(Extrait du texte):
Se tenant à l’écart des grands bouleversements de son temps, la mathématicienne est restée vivre chez ses parents, puis chez ses sœurs, soutenue par sa famille. En 1829, on lui diagnostique un cancer du sein et elle s’éteint deux ans plus tard, à 55 ans.

«Malgré ce prix de l’Académie des sciences, on pouvait douter de l’importance de ce qu’elle avait fait. N’ayant pas pu publier beaucoup, elle était marginale dans le monde scientifique», note Anne Boyé. «Dans le courant du XXe siècle, on a retrouvé des manuscrits de Sophie Germain. On s’est rendu compte qu’elle avait écrit des choses qui auraient pu faire avancer l’histoire différemment, notamment sur le théorème de Fermat. Mais il a fallu la volonté de femmes et de certains hommes pour faire réémerger toutes ces femmes méconnues qui ont contribué à l’avancement des sciences. Si on ne cherche pas la femme, on ne la trouve pas», insiste celle qui est aussi historienne des mathématiques.

«Elle a forcé la porte d’entrée»

Enregistrements tirés d'une collection
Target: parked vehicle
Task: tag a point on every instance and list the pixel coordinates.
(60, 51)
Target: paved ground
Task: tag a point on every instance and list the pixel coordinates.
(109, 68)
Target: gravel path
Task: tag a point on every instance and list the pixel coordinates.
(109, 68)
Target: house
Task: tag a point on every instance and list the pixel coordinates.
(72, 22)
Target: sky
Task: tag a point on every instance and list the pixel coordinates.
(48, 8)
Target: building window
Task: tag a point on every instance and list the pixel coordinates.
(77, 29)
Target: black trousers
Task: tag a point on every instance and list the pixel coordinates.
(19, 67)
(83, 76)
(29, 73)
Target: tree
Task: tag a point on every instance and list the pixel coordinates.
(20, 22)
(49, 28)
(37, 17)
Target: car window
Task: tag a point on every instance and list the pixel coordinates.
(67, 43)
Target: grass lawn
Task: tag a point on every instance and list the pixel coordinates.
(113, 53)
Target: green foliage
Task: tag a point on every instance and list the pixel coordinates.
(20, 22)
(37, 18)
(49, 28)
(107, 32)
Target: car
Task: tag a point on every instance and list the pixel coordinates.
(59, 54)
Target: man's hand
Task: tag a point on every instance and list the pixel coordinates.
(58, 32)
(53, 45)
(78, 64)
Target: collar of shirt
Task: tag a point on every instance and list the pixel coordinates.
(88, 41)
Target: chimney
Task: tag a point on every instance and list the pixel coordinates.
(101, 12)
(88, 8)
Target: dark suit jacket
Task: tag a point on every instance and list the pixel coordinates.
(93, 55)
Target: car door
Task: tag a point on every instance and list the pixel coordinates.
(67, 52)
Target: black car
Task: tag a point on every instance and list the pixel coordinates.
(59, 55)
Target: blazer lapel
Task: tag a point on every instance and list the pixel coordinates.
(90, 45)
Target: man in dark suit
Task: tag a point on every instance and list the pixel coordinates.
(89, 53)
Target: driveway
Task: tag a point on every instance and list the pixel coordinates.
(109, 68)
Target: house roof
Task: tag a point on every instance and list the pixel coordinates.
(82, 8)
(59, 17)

(But de l'exercice): Relevez tous les noms de personnes qui figurent dans l'extrait sur la mathématicienne. Ces enregistrements proviennent d'une autre source.

(Résultat attendu): Sophie Germain, Anne Boyé, Fermat